深田監督:あれは触ったら死んじゃいますよ。あ、でもラウも油断して近づくと…。

ディーンさん:ラウって面白くて…(ネタバレになるので割愛)、全体を通してみると、善とか悪とか感情がそもそもない、モラルとかそういうものを超越した宇宙の真理みたいな。

深田監督:そういう目的とか善悪というのは人間社会が生み出したもので、人間社会を滞りなく進めていくために作り出した概念なので、ラウはそういうこととは無縁でそこにいて気まぐれに色んなことをしていく存在という風になればいいなと思っていました。

ー ラウが蝶を追いかけるシーンについて

深田監督:あの場面は最初の頃に撮影したんですけど、鶴田真由さんも「本当に綺麗なお顔」と言っていましたが、あの一連のシーンの撮影をして、本当にディーンさんにお願いして良かったなと思いましたね。あんなに無邪気な表情で蝶を追える人っているんだって(笑)。

ディーンさん:エアー蝶を(笑)。

深田監督:そう、実は蝶は飛んでなくて後で作ったんですけど、あれは本当に大正解だと思いましたね。

ディーンさん:ありがとうございます。

深田監督:こちらこそ、ありがとうございます。

ー インドネシア、フランス、中国、台湾での上映が予定されています。それも含めて、最後にメッセージを

ディーンさん:むしろ皆さんがどう思ったかを聞きたいっていう感じなんですよね。それを表現していただくことで、一人でも多くの人にこの作品のことを知ってもらえると思いまして。願わくば「#海を駆けてきた」、これよく間違えるんですけど「#海を駆ける」ではないので、間違えないように、皆さんのご意見ご感想をぜひネット上で表現していただけると、それがバタフライエフェクトのようになってフランス、中国、台湾、インドネシアに広がっていくと思うので。いま見終わってきっと思うことがたくさんあると思うので、現実に帰るリハビリだと思って、自分感想を書き留めて、明日も頑張ってください!

「3度目のタカシ」

深田監督には単独インタビューで、他の出演者の皆さんについても伺いました。

タカシを演じた太賀さんは、『ほとりの朔子』『淵に立つ』に続いて3度目の出演。しかもすべて役名は“たかし”!

もともと監督が初めて作った自主映画の小学生の役名が“たかし”だったそうで、今はそれを太賀さんが襲名しているそう。ちなみに“たかし”という名前に全く思い入れはないそうです(笑)。
· · · · ·
__設問 1__. 監督と出演者のインタビューで、上映が予定されていると述べられている国や地域をすべて挙げてください。
__設問 2__. 監督と出演者のインタビューの続きを、最後の文の直後から書いてください。

__提供記録__.
· · · · ·
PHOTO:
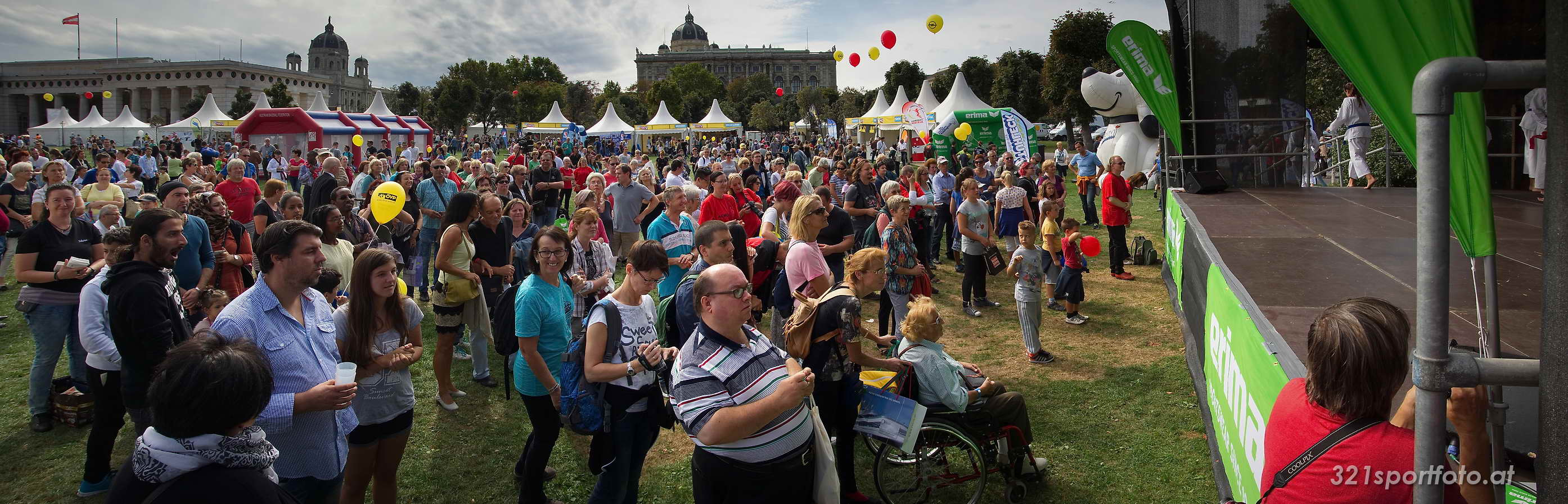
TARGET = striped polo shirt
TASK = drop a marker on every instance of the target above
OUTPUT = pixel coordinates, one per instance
· · · · ·
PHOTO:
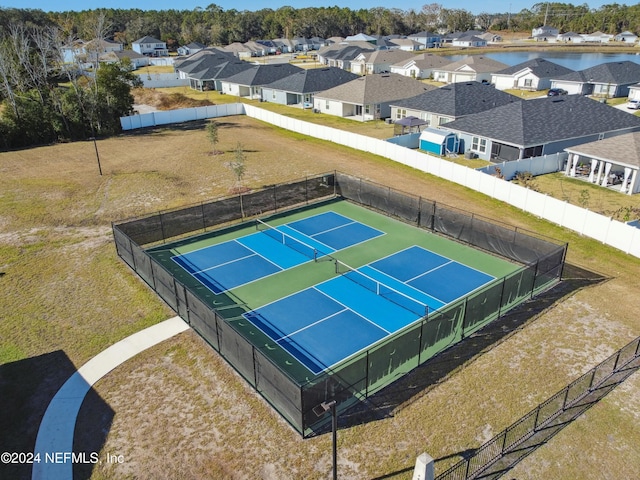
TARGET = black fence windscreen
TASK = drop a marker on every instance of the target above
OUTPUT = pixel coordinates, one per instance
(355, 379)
· · · · ·
__回答 1__. インドネシア、フランス、中国、台湾の四つです。

__回答 2__.
そういうこだわっているようでこだわらないスタンス、センスが深田ワールドだなと思いました。

今作では途中まで太賀さんだと気付かないほど、インドネシアの人や風景に馴染んでいます。

監督曰く、「インドネシアの人も驚くほど、ちょっとした仕草や表情がすごくインドネシア人ぽい。それは演出の枠を越えている、太賀くんの役者としてのセンスですよね。周りの環境や共演者と順応するスピードがものすごく早い。」

インドネシアの食事作法で手で食事をするシーンもとても自然。ブラインドタッチで食べることを目標に練習したそう。

また、インドネシア語について、タカシと鶴田真由さん演じる母親の貴子では少し違うそう。

貴子は、20代の時にインドネシアに移住した日本人で、日本語訛りのインドネシア語。

タカシは、インドネシアで産まれた日系インドネシア人。ネイティブでないといけない。

二人のインドネシアにいる歴史も考えての演出で、インドネシア語の先生にもそれを目標にお願いし、太賀さんと鶴田さんは2ヶ月間特訓したそうです。

この親子や他のキャラクターたちとディーンさん演じるラウがどのように関わっていくのか。

そして、ラストに皆さんの心にどんなものが残るのか。

私は、この作品に触れて、少し世の中を俯瞰で見ることができるようになった気がします。

 

 

『海を駆ける』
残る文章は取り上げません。